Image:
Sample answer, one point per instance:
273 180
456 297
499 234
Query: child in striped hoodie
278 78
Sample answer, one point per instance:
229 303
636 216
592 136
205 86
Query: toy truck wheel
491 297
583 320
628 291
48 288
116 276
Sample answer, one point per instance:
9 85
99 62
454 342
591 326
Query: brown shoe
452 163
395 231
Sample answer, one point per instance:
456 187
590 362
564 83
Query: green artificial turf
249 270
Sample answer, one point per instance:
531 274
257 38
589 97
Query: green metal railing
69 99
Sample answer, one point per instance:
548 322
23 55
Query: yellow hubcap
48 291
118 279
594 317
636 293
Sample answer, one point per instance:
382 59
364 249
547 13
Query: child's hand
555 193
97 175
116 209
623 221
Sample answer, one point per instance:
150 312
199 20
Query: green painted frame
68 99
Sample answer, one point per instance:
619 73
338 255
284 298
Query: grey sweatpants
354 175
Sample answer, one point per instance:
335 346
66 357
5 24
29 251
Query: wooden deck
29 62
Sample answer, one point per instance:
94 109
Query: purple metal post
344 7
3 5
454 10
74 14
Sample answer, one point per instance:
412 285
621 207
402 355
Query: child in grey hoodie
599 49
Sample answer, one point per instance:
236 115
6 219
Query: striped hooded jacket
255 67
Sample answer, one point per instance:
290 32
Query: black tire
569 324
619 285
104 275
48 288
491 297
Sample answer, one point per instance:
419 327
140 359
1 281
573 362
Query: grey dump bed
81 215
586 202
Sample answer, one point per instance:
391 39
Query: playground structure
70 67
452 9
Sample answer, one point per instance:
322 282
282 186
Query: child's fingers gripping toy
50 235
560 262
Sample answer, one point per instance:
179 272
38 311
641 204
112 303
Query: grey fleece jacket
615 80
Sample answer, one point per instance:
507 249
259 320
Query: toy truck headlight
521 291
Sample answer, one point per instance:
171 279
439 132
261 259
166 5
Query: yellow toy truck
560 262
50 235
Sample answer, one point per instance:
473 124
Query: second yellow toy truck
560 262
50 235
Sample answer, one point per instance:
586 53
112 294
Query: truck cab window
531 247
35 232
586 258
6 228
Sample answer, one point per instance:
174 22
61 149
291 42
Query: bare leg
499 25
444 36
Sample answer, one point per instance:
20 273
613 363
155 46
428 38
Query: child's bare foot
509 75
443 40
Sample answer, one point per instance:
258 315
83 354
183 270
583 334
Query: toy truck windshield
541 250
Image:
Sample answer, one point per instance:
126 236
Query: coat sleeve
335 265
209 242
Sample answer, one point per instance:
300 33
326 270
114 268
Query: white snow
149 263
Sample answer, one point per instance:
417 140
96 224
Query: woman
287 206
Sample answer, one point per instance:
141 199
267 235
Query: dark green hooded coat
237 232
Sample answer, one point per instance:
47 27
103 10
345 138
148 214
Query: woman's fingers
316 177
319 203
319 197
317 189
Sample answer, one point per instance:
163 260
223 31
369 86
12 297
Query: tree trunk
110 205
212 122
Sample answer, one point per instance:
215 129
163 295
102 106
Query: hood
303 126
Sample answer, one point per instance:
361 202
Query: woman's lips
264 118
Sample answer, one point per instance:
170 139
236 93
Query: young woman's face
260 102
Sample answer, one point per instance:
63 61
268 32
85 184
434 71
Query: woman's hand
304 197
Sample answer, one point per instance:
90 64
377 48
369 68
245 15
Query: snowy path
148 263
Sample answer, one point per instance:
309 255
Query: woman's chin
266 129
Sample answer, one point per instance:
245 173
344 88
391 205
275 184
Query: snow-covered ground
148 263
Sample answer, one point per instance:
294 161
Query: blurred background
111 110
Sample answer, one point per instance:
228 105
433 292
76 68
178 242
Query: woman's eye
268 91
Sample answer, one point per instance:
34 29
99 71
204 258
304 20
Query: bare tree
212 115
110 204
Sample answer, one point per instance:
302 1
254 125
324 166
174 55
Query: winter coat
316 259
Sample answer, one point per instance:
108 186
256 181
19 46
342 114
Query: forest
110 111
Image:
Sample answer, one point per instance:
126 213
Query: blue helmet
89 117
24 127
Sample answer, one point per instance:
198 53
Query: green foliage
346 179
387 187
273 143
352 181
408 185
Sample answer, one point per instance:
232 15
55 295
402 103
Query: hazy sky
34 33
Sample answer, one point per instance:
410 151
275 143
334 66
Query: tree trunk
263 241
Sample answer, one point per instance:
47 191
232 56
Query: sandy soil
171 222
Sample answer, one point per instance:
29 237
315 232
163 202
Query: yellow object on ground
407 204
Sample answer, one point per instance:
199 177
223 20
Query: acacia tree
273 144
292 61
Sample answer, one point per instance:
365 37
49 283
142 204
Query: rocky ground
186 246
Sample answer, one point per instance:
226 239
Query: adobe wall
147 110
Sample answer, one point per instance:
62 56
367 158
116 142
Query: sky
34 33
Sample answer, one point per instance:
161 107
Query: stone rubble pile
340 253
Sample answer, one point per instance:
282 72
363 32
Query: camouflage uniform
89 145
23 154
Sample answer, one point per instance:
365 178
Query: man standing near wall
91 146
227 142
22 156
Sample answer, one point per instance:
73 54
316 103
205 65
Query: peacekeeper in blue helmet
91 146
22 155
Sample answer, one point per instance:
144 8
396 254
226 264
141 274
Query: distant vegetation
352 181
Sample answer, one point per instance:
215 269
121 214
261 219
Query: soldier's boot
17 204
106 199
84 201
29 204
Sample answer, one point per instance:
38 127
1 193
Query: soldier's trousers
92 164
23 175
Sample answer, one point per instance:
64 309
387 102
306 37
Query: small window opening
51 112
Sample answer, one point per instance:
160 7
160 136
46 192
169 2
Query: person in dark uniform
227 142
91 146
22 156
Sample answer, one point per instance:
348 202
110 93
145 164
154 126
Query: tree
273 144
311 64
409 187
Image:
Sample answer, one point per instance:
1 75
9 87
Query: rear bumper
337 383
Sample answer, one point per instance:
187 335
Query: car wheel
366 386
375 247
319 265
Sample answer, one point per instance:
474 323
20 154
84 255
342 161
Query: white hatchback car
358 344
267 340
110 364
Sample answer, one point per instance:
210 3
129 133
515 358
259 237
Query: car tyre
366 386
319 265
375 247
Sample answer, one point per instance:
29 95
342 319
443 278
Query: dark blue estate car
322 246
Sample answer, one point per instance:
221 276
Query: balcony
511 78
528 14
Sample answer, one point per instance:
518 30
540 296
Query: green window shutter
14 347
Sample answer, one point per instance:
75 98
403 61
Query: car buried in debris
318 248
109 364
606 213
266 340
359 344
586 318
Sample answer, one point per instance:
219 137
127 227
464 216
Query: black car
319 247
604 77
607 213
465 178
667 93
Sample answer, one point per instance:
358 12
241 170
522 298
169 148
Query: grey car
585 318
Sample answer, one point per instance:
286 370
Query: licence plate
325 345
● ● ● ●
What is required. Nothing in the data may change. Give it again in full.

Solution for this problem.
Image:
Sample answer, one point per instance:
273 180
456 297
499 234
Query: child in striped hoodie
278 78
Sample answer, one point per instance:
229 303
636 216
592 136
205 86
Query: toy truck wheel
491 297
583 320
628 291
48 288
116 276
Sample answer, one point per instance:
9 85
99 62
454 342
591 326
Query: brown shoe
452 163
395 231
Sample answer, one point per instance:
456 187
590 362
564 83
Query: green artificial turf
249 270
Sample answer, one point per instance:
531 274
257 38
589 97
Query: green metal railing
69 99
Sample answer, one point per instance:
548 322
23 55
Query: yellow hubcap
48 291
118 279
594 317
636 293
Sample answer, one point per instance:
382 59
364 249
547 13
Query: child's hand
555 193
97 175
116 209
623 221
Sample answer, one point per instance:
150 312
199 20
Query: green painted frame
68 99
Sample answer, one point per instance:
619 73
338 255
284 298
Query: grey sweatpants
354 175
Sample answer, one point per instance:
335 346
66 357
5 24
29 251
Query: wooden deck
29 62
Sample answer, one point per instance:
94 109
Query: purple metal post
344 7
3 5
454 10
74 14
Sample answer, one point per instance:
412 285
621 207
402 355
Query: child in grey hoodie
599 49
Sample answer, one point per instance:
236 115
6 219
Query: striped hooded jacket
255 67
Sample answer, one point per instance:
290 32
Query: black tire
569 324
619 285
104 275
48 288
491 297
Sample answer, one point per instance:
419 327
140 359
1 281
573 362
Query: grey dump bed
81 215
586 202
Sample answer, one point per instance:
391 39
Query: playground structure
70 67
452 9
Sample answer, one point per instance:
322 282
282 186
Query: child's fingers gripping toy
50 235
560 262
Sample answer, one point per instance:
179 272
38 311
641 204
112 303
Query: grey fleece jacket
615 80
Sample answer, one point per instance:
507 249
259 320
Query: toy truck headlight
521 291
Sample answer, one point per instance:
171 279
439 132
261 259
166 5
Query: yellow toy truck
560 262
50 235
Sample answer, one point per instance:
473 124
Query: second yellow toy truck
560 262
50 235
Sample answer, one point per instance:
586 53
112 294
Query: truck cab window
531 247
35 232
586 258
6 228
Sample answer, one point per instance:
174 22
61 149
291 42
Query: bare leg
499 25
444 36
Sample answer, one point per instance:
20 273
613 363
155 46
428 38
Query: child's bare foot
509 75
443 40
Sample answer, one point per instance:
258 315
83 354
183 270
583 334
Query: toy truck windshield
541 250
Image:
Sample answer, one point per instance:
126 236
Query: coat sleeve
335 265
209 242
Sample answer, one point per instance:
300 33
326 270
114 268
Query: white snow
149 263
Sample answer, one point per instance:
417 140
96 224
Query: woman
287 206
Sample answer, one point per instance:
141 199
267 235
Query: dark green hooded coat
237 232
Sample answer, one point per instance:
47 27
103 10
345 138
148 214
Query: woman's fingers
316 177
319 203
319 197
317 189
Sample answer, one point per instance:
163 260
223 31
369 86
12 297
Query: tree trunk
110 205
212 122
Sample answer, one point per instance:
215 129
163 295
102 106
Query: hood
303 126
Sample answer, one point per instance:
361 202
Query: woman's lips
264 118
Sample answer, one point per instance:
170 139
236 93
Query: young woman's face
260 102
Sample answer, one point per instance:
63 61
268 32
85 184
434 71
Query: woman's hand
304 197
Sample answer, one point per instance:
90 64
377 48
369 68
245 15
Query: snowy path
148 263
Sample answer, one point per instance:
309 255
Query: woman's chin
266 129
Sample answer, one point per instance:
245 173
344 88
391 205
275 184
Query: snow-covered ground
148 263
Sample answer, one point per instance:
294 161
Query: blurred background
111 110
Sample answer, one point per instance:
228 105
433 292
76 68
178 242
Query: woman's eye
268 91
Sample answer, one point per instance:
34 29
99 71
204 258
304 20
Query: bare tree
212 115
110 204
Sample answer, one point per instance:
302 1
254 125
324 166
174 55
Query: winter coat
316 259
Sample answer, one point per instance:
108 186
256 181
19 46
342 114
Query: forest
110 111
Image:
Sample answer, one point per instance:
126 213
Query: blue helmet
89 117
24 127
Sample answer, one point per instance:
198 53
Query: green foliage
346 179
387 187
273 143
352 181
408 185
Sample answer, one point per instance:
232 15
55 295
402 103
Query: hazy sky
34 33
Sample answer, one point per instance:
410 151
275 143
334 66
Query: tree trunk
263 241
Sample answer, one point per instance:
47 191
232 56
Query: sandy soil
171 222
Sample answer, one point per instance:
29 237
315 232
163 202
Query: yellow object on ground
407 204
Sample answer, one point per instance:
199 177
223 20
Query: acacia tree
273 144
292 61
Sample answer, one point per instance:
365 37
49 283
142 204
Query: rocky ground
186 246
Sample answer, one point per instance:
226 239
Query: adobe wall
147 110
Sample answer, one point per instance:
62 56
367 158
116 142
Query: sky
34 33
Sample answer, one point per instance:
161 107
Query: stone rubble pile
340 253
Sample answer, one point per instance:
282 72
363 32
Query: camouflage uniform
89 145
23 154
Sample answer, one point per instance:
365 178
Query: man standing near wall
91 146
227 142
22 156
Sample answer, one point per instance:
73 54
316 103
205 65
Query: peacekeeper in blue helmet
91 146
22 155
Sample answer, one point per instance:
144 8
396 254
226 264
141 274
Query: distant vegetation
352 181
Sample answer, one point per instance:
215 269
121 214
261 219
Query: soldier's boot
17 204
106 199
84 201
29 204
Sample answer, one point per instance:
38 127
1 193
Query: soldier's trousers
92 164
23 175
Sample answer, one point per instance:
64 309
387 102
306 37
Query: small window opening
51 112
Sample answer, one point per instance:
160 7
160 136
46 192
169 2
Query: person in dark uniform
227 142
91 146
22 156
Sample answer, one point per instance:
348 202
110 93
145 164
154 126
Query: tree
273 144
311 64
409 187
Image:
Sample answer, one point per instance:
1 75
9 87
Query: rear bumper
337 383
Sample answer, one point per instance:
187 335
Query: car wheel
366 386
375 247
319 265
Sample answer, one point per instance:
474 323
20 154
84 255
342 161
Query: white hatchback car
358 344
267 340
110 364
Sample answer, one point per instance:
210 3
129 133
515 358
259 237
Query: car tyre
366 386
319 265
375 247
Sample answer, one point per instance:
29 95
342 319
443 278
Query: dark blue estate car
322 246
Sample answer, one point per instance:
221 276
Query: balcony
511 78
528 14
Sample answer, one point per instance:
518 30
540 296
Query: green window shutter
14 347
Sample answer, one point per instance:
75 98
403 61
Query: car buried in debris
318 248
109 364
606 213
266 340
359 344
586 318
Sample answer, one point per instance:
219 137
127 227
464 216
Query: black car
319 247
604 77
607 213
465 178
667 93
Sample answer, one point per instance:
358 12
241 170
522 298
169 148
Query: grey car
585 318
Sample answer, one point per instance:
286 370
Query: licence plate
325 345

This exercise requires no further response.